Supplied entries START
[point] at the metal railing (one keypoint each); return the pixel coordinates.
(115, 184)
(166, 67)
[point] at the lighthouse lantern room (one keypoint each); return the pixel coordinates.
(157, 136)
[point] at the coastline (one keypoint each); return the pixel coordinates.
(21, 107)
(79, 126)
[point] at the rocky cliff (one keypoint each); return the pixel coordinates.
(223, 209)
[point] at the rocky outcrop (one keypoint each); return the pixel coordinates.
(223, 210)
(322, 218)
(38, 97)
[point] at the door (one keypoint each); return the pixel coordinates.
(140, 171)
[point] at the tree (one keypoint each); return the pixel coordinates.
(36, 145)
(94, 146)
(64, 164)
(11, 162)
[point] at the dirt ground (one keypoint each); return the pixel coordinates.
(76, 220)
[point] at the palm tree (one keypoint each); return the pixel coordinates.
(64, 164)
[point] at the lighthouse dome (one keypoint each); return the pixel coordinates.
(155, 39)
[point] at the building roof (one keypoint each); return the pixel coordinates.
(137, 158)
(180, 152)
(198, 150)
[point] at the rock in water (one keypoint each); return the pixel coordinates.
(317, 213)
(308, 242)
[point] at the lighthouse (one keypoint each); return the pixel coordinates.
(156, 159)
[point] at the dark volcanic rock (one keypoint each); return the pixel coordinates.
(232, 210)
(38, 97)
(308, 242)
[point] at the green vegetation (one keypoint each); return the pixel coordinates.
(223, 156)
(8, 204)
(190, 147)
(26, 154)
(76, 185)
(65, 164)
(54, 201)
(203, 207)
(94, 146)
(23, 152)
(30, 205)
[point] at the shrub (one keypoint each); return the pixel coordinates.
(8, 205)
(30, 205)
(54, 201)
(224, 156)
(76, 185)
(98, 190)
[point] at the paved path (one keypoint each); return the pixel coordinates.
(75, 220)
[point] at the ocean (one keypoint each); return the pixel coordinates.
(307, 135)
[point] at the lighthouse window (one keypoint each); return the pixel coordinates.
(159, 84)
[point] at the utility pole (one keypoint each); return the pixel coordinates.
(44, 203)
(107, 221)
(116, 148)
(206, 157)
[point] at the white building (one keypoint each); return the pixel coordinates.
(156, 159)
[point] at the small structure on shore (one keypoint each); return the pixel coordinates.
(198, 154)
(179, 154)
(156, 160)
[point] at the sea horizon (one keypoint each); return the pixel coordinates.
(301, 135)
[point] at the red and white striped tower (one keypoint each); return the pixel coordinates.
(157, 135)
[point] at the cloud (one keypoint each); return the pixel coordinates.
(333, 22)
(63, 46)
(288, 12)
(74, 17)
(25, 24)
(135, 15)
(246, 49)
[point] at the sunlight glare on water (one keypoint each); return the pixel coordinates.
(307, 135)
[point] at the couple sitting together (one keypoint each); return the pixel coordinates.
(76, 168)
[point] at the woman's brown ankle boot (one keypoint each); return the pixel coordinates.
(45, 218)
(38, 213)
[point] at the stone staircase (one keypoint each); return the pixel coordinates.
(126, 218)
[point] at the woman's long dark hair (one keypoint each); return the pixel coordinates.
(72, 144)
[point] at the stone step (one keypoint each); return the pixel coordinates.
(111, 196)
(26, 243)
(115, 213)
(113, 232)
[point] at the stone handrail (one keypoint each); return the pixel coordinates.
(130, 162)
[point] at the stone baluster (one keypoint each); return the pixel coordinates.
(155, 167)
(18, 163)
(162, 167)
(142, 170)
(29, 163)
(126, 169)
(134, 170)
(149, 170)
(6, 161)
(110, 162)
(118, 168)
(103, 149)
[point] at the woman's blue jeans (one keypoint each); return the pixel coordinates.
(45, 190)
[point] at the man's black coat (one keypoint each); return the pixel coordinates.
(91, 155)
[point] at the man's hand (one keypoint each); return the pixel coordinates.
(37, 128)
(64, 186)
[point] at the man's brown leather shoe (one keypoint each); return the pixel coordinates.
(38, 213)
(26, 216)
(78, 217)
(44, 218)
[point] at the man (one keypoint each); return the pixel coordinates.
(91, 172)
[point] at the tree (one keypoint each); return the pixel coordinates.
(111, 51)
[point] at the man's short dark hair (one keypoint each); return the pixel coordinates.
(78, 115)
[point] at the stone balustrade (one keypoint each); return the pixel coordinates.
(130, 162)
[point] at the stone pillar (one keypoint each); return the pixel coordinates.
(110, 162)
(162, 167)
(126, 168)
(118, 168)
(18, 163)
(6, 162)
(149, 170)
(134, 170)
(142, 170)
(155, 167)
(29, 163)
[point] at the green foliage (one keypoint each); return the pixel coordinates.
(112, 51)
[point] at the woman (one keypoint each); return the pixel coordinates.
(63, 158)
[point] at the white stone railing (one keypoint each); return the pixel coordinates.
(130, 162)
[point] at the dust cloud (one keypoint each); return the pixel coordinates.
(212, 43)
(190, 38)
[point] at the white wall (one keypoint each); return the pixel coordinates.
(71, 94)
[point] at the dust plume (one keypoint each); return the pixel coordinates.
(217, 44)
Supplied entries END
Prompt: Up to and including the last line above, starting with the line that contains "[point] at the man's black", return each line exactly and nothing else.

Solved exercise:
[point] at the man's black coat (one keypoint each); return the pixel coordinates.
(91, 155)
[point] at the man's hand (one keypoint each); return the pixel coordinates.
(37, 128)
(64, 186)
[point] at the man's brown leather shoe (one keypoint each); return the pixel coordinates.
(38, 213)
(26, 216)
(78, 217)
(44, 218)
[point] at the man (one keypoint each); return the pixel coordinates.
(91, 172)
[point] at the tree (one keypoint each); return the pixel coordinates.
(111, 51)
[point] at the man's short dark hair (one keypoint each); return the pixel coordinates.
(78, 115)
[point] at the stone balustrade (one keypoint each); return the pixel coordinates.
(130, 162)
[point] at the stone pillar (one keypoint each); return the pixel coordinates.
(110, 162)
(162, 167)
(126, 168)
(118, 168)
(18, 163)
(6, 162)
(149, 170)
(134, 170)
(142, 170)
(155, 167)
(29, 163)
[point] at the green foliage (one keypoint each); return the pixel coordinates.
(112, 51)
[point] at the woman (one keypoint each); return the pixel coordinates.
(63, 158)
[point] at the white stone railing (one keypoint each); return the pixel coordinates.
(130, 162)
[point] at the dust cloud (one keypoint each); return the pixel coordinates.
(212, 43)
(190, 38)
[point] at the white wall (one keypoint each); return the pixel coordinates.
(71, 94)
[point] at the dust plume (one keypoint each); return the pixel coordinates.
(217, 44)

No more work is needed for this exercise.